* Exercise details *
Answer these questions from the book review below:
(a) What website did Jessica Valenti found?
(b) What reasons do the students give for not being feminists?
(c) What does the last chapter of Full Frontal Feminism focus on?

* Text section *
----------------
Every semester my students walk into Introduction to Women's Studies gritting their teeth and pissed off at their advisors for convincing them they should take the course. Every semester I am met with the same "I'm not a feminist but…" mantra, complete with all the reasons they are not feminists: they shave their legs, they like men, they do not want to burn their bras. Sad that they believe all the false hype, I know. Consequently, every semester I am looking for new ways to apply feminism to my students' cultural experiences, showing them what feminism [End Page 67] really means and that they may find they too are feminists. No ifs, ands, or buts.

"You're a hardcore feminist, I swear," is both a chapter title as well as the overall message Jessica Valenti, the founder and executive director of the popular website, Feministing, wants to send to her young, hip, unidentifying-as-feminist readers. Her purpose: to override the anti-feminist ideologies and stereotypes that have young women running and screaming from the movement; to convince her readers of the reality of women's lives, not just so they understand that misogyny is still everywhere, but so they recognize that if they agree with Valenti's positions than they may actually be feminists; and if she succeeds in recruiting them, she may just succeed in calling them into action. Full Frontal Feminism: A Young Women's Guide to Why Feminism Matters, is a valuable tool in the liberal and/or feminist classroom.

Valenti's Introduction explores her own personal resistance-narrative. Valenti, too, was a feminist-scared young woman. She, too, used to claim "I'm not a feminist but." From here Valenti identifies the aims of her book, an "invitation to [her] readers to embrace feminism for everything it gives to and does for women" (3). In a similar but reverse effect, the last chapter of Full Frontal Feminism focuses on what readers can now do with the information they have been provided and brings this grabbag of a book full circle.
----------------
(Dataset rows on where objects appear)
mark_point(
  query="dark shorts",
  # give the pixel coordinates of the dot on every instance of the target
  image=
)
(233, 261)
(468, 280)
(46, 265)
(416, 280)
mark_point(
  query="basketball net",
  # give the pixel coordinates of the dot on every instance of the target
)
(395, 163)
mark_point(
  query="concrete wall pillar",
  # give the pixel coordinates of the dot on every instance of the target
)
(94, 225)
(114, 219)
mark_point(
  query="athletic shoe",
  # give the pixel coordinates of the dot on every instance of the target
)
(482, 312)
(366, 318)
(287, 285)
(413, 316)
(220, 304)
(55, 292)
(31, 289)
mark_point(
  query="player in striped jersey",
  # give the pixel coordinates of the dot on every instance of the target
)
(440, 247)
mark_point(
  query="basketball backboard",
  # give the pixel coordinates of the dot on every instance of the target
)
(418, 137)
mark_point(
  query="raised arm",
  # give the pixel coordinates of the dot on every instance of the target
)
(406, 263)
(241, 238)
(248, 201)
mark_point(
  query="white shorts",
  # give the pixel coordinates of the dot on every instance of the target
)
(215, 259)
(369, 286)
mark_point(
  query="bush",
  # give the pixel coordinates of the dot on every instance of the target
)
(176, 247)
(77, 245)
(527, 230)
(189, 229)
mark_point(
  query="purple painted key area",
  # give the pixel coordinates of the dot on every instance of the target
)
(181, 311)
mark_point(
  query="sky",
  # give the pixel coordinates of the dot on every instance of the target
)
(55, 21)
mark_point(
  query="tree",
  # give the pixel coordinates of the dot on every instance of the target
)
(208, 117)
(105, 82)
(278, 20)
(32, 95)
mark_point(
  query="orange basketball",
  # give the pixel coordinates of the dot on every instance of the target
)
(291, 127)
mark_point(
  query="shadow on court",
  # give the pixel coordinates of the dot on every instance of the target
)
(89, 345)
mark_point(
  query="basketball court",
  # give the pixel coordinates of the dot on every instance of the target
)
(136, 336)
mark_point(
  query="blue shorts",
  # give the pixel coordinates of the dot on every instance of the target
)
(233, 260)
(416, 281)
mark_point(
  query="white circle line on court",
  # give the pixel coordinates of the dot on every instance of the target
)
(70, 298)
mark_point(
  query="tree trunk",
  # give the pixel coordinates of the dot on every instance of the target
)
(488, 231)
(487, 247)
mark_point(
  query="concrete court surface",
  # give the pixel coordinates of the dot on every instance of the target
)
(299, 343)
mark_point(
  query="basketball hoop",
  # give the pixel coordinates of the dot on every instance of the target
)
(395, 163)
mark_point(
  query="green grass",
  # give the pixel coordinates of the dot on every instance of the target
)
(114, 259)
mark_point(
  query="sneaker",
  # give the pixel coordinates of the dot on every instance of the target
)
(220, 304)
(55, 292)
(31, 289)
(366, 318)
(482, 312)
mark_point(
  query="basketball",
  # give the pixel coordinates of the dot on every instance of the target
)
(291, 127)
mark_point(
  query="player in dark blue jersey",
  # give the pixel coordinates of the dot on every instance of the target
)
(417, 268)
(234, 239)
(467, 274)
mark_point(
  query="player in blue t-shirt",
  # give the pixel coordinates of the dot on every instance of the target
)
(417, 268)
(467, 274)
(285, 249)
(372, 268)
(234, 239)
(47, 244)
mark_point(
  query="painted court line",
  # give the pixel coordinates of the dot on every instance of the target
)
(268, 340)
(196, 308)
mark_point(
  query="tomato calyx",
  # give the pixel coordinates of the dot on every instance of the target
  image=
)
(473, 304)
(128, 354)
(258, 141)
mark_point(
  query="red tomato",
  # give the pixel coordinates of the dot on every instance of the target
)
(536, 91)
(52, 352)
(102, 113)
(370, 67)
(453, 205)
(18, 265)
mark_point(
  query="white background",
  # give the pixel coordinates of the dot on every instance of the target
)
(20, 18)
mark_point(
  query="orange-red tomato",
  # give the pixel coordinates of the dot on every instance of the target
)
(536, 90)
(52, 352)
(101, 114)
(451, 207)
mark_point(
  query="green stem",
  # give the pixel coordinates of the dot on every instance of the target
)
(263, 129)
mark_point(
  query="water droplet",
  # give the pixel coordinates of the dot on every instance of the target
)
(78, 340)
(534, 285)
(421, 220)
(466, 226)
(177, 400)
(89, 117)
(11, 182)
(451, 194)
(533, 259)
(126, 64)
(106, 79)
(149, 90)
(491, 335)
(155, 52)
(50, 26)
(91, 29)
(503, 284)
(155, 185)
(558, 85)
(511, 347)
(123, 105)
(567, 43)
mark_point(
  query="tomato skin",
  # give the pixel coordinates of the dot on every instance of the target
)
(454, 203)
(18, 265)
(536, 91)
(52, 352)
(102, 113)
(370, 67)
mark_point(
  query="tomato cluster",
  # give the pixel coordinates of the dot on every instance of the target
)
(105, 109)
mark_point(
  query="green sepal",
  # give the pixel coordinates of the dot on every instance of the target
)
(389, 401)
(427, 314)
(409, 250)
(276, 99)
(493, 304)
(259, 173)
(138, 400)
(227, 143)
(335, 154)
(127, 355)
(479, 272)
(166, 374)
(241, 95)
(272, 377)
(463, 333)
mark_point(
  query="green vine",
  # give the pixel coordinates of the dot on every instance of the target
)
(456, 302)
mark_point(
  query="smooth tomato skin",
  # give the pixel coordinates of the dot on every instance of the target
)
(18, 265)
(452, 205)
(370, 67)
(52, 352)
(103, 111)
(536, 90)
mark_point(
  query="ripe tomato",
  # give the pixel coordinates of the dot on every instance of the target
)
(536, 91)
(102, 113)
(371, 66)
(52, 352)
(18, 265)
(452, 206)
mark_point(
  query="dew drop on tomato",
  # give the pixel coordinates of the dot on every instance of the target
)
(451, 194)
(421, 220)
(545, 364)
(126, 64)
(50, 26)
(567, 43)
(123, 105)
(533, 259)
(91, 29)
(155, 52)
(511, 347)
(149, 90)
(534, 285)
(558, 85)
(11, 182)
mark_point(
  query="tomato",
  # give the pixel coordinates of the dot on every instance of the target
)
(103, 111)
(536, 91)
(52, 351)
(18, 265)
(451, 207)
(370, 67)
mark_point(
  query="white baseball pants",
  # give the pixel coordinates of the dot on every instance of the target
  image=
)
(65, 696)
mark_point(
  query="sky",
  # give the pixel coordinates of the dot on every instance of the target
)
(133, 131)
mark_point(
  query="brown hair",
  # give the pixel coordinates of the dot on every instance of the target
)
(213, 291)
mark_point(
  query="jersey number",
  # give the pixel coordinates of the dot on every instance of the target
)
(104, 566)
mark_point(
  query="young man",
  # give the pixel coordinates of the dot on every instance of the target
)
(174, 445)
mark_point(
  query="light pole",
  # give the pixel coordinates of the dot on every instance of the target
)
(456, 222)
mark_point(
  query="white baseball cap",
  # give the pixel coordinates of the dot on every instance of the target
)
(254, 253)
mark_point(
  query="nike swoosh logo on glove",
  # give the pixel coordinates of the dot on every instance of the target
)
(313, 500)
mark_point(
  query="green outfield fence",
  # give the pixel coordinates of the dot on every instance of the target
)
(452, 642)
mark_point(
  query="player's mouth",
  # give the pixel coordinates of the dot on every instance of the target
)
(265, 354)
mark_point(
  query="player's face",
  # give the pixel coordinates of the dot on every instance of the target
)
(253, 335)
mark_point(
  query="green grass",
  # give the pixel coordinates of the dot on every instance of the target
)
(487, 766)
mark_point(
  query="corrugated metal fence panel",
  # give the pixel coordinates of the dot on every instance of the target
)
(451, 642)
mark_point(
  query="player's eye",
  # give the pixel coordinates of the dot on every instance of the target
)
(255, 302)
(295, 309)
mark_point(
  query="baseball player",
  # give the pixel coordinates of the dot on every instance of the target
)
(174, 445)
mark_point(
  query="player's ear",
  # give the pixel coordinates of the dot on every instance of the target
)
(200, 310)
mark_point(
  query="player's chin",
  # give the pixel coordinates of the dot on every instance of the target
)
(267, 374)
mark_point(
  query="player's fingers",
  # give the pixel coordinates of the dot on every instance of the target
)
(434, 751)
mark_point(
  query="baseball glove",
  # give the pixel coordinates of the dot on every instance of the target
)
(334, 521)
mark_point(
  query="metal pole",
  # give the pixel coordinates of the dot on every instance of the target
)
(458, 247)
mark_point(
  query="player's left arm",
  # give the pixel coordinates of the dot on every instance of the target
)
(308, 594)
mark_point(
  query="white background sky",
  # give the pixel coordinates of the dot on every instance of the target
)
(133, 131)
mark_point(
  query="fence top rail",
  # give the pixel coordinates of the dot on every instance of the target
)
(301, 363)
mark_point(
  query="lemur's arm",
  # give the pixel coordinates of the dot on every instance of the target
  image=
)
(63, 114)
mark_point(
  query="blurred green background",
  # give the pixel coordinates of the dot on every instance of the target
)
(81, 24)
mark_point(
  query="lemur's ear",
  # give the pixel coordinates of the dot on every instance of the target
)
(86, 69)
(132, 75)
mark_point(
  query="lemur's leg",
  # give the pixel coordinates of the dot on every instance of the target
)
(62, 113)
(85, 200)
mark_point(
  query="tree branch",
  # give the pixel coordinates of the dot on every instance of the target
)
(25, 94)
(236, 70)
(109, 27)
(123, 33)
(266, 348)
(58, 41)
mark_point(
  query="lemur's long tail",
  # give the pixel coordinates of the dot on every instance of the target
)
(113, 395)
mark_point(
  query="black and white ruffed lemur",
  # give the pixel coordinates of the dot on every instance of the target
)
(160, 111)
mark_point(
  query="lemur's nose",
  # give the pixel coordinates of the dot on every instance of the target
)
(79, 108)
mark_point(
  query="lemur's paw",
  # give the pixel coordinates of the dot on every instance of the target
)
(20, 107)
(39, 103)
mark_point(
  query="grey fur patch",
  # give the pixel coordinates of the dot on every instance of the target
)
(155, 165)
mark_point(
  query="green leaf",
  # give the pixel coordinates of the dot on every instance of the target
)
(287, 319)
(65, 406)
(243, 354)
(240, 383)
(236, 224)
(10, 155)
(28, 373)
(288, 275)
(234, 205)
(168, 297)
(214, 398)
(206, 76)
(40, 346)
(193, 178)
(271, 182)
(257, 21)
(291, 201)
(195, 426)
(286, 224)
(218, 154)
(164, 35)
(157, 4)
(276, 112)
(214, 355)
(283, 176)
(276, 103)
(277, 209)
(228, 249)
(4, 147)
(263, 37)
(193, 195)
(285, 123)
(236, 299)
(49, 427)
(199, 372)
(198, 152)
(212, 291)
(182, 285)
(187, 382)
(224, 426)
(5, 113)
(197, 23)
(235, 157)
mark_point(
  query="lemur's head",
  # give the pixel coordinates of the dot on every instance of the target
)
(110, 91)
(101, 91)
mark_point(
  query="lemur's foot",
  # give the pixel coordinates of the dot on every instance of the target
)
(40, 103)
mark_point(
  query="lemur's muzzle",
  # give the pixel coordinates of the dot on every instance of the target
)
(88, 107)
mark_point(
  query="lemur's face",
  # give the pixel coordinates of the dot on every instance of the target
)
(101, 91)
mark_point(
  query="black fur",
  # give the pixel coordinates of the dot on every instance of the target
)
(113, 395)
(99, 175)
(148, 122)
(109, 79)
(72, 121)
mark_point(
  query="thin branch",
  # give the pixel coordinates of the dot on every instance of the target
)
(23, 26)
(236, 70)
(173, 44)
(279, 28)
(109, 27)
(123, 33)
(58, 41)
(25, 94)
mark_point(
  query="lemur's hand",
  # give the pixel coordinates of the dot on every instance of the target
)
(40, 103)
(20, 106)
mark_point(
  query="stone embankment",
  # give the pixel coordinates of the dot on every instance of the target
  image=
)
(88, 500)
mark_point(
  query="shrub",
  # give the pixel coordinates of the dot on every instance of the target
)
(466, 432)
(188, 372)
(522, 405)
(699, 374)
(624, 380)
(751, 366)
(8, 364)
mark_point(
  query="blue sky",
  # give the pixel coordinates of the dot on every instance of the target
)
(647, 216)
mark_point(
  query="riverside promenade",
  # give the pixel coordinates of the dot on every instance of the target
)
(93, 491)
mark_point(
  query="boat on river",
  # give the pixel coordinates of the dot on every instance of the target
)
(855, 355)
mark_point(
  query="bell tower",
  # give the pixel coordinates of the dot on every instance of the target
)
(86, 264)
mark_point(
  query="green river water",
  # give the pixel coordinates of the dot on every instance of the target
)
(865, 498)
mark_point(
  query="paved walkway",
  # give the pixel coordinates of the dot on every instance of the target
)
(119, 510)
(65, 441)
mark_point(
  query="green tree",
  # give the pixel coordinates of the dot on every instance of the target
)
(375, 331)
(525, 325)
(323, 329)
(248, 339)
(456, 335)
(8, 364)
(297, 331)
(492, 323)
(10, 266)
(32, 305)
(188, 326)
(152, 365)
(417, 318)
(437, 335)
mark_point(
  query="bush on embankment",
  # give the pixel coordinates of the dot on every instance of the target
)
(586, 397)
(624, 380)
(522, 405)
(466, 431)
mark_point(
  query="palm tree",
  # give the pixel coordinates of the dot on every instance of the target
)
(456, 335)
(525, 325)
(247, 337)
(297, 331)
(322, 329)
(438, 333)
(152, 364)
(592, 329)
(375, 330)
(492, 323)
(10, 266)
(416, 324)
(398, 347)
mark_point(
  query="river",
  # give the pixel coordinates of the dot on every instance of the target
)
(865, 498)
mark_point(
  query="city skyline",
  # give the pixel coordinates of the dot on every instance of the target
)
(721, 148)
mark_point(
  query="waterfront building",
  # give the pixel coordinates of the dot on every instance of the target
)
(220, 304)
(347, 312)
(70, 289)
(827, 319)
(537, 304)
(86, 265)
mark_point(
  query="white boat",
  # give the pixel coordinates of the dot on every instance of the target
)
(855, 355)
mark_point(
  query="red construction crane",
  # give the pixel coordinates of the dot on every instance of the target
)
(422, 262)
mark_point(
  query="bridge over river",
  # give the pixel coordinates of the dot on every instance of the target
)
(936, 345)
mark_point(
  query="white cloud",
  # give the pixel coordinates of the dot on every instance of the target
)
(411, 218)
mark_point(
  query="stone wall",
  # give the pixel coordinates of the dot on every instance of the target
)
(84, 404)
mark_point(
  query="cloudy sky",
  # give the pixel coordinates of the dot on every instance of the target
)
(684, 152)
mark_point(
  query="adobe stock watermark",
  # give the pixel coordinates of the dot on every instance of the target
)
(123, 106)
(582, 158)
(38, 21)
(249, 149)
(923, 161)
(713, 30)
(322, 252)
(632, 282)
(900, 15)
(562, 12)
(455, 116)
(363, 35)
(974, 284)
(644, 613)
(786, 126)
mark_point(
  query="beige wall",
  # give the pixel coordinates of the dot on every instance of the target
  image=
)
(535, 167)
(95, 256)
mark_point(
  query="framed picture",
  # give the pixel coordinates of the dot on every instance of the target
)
----------------
* Full response *
(a) Feministing.
(b) They shave their legs, they like men, and they do not want to burn their bras.
(c) What readers can now do with the information they have been provided.